§ WHAT TO DO
Which lines in the material below contain the word "command"? Pull out each of those lines in full, and treat uppercase and lowercase as different.

§ RECORDS PROVIDED

↓↓↓

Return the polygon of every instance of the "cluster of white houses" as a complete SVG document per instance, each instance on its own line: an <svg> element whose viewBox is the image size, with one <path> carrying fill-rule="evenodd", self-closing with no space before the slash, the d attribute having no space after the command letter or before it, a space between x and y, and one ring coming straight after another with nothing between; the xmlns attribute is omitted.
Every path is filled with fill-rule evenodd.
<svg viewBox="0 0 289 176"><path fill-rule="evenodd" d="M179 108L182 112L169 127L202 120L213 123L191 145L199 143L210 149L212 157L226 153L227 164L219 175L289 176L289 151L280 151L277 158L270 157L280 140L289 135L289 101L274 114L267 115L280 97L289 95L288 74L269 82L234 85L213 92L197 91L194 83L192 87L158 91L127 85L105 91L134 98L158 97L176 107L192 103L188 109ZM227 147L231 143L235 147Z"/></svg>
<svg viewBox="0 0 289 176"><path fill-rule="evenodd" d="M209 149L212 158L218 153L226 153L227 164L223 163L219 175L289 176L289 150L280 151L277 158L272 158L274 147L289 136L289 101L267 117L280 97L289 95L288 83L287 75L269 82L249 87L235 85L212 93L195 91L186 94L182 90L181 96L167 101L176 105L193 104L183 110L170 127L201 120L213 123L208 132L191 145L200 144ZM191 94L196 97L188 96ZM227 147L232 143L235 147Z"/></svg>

↑↑↑
↓↓↓

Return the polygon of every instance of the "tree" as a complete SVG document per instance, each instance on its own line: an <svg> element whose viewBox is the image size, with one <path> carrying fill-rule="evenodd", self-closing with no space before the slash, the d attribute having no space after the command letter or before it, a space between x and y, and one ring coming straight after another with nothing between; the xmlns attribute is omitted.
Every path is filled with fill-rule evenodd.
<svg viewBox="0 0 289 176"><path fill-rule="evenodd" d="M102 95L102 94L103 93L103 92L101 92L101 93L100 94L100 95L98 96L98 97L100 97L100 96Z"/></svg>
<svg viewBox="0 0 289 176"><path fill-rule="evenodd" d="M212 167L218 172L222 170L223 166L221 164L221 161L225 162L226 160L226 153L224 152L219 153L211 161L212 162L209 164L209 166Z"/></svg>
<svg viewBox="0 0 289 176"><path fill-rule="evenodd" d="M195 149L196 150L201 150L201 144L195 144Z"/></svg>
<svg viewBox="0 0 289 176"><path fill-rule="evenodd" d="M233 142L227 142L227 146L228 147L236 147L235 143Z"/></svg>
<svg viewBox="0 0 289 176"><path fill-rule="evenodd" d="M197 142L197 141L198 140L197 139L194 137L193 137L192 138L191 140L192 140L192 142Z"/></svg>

↑↑↑

§ ANSWER TO THIS PROBLEM
Return the polygon of every instance of the "cluster of white houses" as a complete SVG document per instance, each instance on its own line: an <svg> element whose viewBox is the image size, with one <path> carrying fill-rule="evenodd", self-closing with no space before the slash, the d attribute having no space after the command letter or before it, a space between x and y, and one ring coming straight after another with nothing between; the xmlns attribute is omitted.
Return the polygon of every instance of the "tree" as a complete SVG document per instance, each instance on its own line: an <svg> element whose viewBox is the image size, with one <path> carrying fill-rule="evenodd", self-closing with no space before the slash, the d attribute having no space after the command letter or before it, a space between x and y, and one ring coming straight after another with nothing between; the xmlns attribute is omitted.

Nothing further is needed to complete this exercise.